◆ **Source material**:
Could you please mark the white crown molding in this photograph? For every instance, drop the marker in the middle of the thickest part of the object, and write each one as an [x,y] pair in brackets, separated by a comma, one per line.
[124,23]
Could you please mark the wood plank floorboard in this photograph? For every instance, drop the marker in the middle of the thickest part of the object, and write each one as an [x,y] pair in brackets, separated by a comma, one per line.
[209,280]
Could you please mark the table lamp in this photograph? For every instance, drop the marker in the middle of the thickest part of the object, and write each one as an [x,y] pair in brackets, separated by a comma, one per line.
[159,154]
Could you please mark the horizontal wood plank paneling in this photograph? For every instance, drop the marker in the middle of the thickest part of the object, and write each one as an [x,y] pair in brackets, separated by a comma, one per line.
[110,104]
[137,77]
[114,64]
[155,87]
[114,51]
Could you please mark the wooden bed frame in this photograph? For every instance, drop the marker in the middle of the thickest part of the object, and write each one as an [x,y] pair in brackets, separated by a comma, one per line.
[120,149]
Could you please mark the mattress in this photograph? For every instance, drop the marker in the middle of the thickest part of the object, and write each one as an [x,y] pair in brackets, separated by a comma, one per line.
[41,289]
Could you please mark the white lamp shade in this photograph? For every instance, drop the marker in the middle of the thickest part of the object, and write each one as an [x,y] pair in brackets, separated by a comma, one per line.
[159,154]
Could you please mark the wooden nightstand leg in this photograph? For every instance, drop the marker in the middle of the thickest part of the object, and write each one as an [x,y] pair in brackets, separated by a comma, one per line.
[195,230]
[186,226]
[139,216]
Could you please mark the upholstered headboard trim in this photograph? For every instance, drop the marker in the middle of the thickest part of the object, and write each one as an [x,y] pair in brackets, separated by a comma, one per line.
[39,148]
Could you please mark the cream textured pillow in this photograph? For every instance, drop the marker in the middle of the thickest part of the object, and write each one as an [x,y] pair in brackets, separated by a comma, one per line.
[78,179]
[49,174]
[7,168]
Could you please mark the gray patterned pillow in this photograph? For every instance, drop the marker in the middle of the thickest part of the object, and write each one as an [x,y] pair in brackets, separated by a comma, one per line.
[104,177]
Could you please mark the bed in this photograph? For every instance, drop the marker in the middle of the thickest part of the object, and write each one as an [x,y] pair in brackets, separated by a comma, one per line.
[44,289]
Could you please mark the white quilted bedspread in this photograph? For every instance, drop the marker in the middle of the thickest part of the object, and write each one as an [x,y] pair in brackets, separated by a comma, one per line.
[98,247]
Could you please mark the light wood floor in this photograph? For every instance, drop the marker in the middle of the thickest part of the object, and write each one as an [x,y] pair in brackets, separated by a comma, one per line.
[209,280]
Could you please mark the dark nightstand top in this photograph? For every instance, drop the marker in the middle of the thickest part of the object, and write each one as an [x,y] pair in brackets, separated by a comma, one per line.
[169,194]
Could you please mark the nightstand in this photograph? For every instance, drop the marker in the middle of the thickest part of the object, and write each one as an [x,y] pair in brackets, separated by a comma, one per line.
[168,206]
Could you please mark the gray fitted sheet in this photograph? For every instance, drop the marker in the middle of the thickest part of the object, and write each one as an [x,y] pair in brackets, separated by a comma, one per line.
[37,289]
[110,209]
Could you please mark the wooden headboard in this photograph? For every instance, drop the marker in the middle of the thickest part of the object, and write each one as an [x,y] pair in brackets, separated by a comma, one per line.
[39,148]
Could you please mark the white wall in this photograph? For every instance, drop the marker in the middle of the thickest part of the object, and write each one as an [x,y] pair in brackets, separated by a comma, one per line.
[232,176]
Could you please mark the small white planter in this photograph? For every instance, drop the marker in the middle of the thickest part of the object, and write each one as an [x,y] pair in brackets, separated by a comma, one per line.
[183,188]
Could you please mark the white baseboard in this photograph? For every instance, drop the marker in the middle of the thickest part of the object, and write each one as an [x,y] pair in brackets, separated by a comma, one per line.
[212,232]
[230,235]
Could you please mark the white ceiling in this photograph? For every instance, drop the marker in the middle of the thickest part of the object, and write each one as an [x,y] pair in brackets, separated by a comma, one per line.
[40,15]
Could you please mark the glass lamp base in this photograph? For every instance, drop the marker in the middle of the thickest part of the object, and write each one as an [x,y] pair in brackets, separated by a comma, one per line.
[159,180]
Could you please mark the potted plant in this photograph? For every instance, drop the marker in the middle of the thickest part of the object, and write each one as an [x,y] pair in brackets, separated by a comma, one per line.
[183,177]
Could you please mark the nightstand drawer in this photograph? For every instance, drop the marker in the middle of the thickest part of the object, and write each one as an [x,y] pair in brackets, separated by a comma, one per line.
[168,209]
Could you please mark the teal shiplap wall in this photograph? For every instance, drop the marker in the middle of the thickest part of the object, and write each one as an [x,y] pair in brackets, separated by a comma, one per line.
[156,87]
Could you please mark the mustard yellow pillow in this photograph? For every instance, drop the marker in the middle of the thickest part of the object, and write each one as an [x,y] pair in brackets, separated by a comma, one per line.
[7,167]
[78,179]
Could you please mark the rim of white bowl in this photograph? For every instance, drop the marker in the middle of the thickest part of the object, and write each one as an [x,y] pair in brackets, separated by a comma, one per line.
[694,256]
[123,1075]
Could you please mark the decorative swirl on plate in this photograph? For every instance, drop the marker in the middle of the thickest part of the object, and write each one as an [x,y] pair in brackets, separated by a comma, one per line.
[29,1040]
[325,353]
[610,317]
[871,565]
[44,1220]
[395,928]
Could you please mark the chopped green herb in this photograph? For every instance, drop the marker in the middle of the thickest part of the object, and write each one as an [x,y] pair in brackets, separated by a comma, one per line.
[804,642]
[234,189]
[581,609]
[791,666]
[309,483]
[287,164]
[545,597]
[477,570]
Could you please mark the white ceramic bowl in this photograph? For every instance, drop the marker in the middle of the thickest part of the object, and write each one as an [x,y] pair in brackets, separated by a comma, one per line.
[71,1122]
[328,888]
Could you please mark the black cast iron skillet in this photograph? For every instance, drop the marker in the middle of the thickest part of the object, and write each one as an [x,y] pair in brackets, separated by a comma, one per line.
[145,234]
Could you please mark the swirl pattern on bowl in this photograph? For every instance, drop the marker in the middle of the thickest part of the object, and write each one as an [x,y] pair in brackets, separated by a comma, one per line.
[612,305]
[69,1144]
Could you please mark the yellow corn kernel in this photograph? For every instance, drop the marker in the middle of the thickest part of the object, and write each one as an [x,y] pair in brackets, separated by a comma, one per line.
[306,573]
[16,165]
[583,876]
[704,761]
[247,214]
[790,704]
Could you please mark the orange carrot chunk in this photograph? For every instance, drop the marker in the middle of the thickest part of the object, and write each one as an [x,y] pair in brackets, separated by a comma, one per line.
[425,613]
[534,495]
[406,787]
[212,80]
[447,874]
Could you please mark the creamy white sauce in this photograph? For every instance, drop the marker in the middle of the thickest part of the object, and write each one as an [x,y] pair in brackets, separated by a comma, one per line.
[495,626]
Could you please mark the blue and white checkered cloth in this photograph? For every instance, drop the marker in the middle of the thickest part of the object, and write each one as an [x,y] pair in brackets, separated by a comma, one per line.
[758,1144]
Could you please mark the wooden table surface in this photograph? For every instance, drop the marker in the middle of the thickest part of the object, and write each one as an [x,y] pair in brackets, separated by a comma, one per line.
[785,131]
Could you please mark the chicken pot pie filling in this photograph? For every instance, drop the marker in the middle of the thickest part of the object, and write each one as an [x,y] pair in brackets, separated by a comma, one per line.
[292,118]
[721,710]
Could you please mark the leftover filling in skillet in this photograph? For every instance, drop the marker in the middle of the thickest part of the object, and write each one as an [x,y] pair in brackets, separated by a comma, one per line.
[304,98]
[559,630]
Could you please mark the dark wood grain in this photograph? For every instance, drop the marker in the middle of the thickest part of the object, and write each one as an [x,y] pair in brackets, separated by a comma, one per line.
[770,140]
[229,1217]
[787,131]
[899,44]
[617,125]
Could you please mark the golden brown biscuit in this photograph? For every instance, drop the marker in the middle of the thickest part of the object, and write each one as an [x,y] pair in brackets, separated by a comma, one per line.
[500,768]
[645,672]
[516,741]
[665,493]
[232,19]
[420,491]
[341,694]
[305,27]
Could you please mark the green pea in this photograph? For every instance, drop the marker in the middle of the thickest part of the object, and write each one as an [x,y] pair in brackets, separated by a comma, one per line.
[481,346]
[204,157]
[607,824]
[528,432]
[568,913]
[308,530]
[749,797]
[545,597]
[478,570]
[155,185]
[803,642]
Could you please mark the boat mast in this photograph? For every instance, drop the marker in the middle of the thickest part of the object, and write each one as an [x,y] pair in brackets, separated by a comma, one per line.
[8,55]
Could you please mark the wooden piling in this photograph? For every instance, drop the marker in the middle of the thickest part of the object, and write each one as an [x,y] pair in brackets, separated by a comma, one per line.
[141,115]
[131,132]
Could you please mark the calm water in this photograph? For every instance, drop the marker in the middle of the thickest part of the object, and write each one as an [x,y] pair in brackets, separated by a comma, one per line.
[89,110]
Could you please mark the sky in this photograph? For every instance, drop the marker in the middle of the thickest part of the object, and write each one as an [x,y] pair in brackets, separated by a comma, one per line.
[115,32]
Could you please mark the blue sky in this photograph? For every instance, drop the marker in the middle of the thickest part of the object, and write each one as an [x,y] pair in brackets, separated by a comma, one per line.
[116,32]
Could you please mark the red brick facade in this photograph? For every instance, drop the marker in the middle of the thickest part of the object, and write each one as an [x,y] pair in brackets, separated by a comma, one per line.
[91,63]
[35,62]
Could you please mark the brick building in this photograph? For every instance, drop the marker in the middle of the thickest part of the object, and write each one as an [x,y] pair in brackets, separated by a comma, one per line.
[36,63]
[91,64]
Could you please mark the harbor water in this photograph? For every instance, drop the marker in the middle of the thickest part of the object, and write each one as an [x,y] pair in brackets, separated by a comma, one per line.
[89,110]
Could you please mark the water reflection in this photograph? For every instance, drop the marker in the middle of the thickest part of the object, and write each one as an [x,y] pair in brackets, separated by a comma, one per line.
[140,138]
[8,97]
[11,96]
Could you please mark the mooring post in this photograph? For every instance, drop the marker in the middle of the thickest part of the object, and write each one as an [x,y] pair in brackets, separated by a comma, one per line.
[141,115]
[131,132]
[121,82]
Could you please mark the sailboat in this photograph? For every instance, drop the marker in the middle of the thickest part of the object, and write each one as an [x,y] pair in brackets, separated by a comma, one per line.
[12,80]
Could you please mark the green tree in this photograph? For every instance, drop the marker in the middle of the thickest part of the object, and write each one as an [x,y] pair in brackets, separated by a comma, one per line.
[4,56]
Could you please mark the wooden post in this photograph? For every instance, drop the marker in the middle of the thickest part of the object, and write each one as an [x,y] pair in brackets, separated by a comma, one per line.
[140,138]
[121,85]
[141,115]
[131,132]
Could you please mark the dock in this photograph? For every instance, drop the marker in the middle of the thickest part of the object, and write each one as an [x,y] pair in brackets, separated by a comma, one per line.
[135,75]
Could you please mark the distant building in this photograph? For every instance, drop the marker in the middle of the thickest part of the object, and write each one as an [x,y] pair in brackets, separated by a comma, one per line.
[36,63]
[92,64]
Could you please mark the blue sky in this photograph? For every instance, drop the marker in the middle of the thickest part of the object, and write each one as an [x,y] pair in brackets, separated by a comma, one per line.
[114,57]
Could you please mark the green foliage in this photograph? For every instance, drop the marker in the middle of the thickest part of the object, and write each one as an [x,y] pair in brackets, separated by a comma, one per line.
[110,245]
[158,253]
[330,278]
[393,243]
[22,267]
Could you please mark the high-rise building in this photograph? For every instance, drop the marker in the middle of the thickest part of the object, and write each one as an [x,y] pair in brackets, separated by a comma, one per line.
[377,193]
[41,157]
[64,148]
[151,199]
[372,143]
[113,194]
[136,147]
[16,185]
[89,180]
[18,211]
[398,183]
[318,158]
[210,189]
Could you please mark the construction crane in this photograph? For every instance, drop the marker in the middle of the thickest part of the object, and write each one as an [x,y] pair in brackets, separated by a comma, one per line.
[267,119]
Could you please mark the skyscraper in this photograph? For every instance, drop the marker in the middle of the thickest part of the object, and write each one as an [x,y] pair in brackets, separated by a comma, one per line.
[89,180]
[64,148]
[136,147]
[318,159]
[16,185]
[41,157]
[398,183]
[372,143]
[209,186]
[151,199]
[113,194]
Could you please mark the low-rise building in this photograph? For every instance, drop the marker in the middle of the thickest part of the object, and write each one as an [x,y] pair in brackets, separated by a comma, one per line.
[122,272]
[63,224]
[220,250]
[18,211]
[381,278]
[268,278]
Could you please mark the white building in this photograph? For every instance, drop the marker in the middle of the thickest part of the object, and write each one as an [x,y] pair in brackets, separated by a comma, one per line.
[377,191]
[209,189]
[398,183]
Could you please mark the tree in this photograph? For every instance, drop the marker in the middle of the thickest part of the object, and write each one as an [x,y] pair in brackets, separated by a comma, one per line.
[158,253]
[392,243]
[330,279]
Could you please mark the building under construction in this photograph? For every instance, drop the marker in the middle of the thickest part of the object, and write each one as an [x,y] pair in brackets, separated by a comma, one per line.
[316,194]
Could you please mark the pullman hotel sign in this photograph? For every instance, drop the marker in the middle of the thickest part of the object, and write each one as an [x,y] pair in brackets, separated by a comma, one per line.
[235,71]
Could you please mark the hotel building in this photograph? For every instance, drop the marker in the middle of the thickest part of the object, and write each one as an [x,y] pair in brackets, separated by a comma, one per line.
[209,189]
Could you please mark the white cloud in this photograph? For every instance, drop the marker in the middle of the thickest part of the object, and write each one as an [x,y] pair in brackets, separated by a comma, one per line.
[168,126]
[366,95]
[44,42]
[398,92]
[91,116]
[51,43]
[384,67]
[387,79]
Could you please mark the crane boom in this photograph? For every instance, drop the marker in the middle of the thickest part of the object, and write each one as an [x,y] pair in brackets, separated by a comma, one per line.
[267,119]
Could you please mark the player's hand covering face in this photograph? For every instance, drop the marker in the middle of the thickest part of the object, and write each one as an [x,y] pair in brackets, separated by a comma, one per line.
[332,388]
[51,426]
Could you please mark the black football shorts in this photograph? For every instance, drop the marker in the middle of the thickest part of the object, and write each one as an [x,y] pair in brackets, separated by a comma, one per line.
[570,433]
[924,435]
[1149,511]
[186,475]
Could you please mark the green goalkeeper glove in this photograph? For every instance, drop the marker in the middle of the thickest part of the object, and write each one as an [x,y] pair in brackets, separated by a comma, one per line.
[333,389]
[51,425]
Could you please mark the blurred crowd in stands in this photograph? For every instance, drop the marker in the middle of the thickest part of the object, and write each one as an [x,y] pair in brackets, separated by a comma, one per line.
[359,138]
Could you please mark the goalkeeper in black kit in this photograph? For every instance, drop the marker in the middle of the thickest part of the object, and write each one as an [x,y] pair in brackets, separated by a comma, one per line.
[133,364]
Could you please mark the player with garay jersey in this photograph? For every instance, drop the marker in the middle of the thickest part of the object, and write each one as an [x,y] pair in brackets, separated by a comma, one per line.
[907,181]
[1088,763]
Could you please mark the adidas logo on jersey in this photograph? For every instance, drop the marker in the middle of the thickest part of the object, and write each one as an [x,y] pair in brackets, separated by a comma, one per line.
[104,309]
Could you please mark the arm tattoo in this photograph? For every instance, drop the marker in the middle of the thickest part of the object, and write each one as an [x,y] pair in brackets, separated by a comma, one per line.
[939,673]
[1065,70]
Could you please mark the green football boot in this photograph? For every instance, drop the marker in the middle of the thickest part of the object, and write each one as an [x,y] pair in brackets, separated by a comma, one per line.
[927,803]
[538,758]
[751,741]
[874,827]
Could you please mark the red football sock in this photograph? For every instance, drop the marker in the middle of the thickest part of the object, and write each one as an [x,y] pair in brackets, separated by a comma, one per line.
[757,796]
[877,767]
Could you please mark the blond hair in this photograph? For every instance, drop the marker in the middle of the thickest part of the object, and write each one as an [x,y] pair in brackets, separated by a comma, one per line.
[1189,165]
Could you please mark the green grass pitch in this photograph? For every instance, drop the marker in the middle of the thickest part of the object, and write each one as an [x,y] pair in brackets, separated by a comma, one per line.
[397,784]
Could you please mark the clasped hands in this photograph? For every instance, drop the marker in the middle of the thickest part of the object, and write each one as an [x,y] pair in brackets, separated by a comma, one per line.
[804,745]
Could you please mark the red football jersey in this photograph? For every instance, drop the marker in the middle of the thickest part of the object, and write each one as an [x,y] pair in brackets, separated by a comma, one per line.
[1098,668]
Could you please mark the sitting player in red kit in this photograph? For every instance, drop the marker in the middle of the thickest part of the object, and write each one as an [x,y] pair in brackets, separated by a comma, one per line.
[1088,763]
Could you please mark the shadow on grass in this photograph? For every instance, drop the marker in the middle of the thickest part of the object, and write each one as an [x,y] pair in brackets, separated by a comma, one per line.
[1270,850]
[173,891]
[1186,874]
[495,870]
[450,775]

◆ **Task to carry out**:
Retype only the lines running from the line with "Could you please mark the red football sock" to the end of the listing, including both of those lines.

◆ **Answer**:
Could you please mark the red football sock in this photograph? For every instance, drop the marker in the middle of the thickest part of the object, and write each one as an [x,y] pair in brackets, separated by a comma, one per line.
[757,796]
[877,767]
Could you please mark the blond hair in this photograph? For every instance, drop the marker in the middle of the thickest part of the object, and write each one as an [x,y] pair in brackets, separated by a comma, one per line.
[1189,165]
Could you please mark the green grass pitch in this photograph? For every instance, drop the marker in the middle of the thickest part of the object, and write each one as an [x,y] pair in brackets, separated by a comma, one per line.
[397,784]
Could you please mark the clasped hands in this photograph? For every instance, drop the marker in the middle of the thickest part of the object, and write each one as an [x,y] pair in brackets, separated by a comma, one per line.
[804,745]
Could you please mark the red football jersey in this photograph? For every instance, drop the marker in the middle of the thickest part of the object, and write each one as an [x,y] pair in brackets, separated by a comma, one per line.
[1098,668]
Could you please mark the sitting player in red kit in this photograph? For every instance, drop the marker in the middle of the thickest part of the object, and write each one as an [x,y] pair in brackets, separated by a comma, one per line.
[1088,763]
Could you please mark the shadow on grass in this photograph? For every instance, drop the marker in the middle of the thickest part of the object, and write each one as an [x,y] pair in brackets, separated by a comma, one per line.
[1270,850]
[173,891]
[1186,874]
[495,870]
[450,775]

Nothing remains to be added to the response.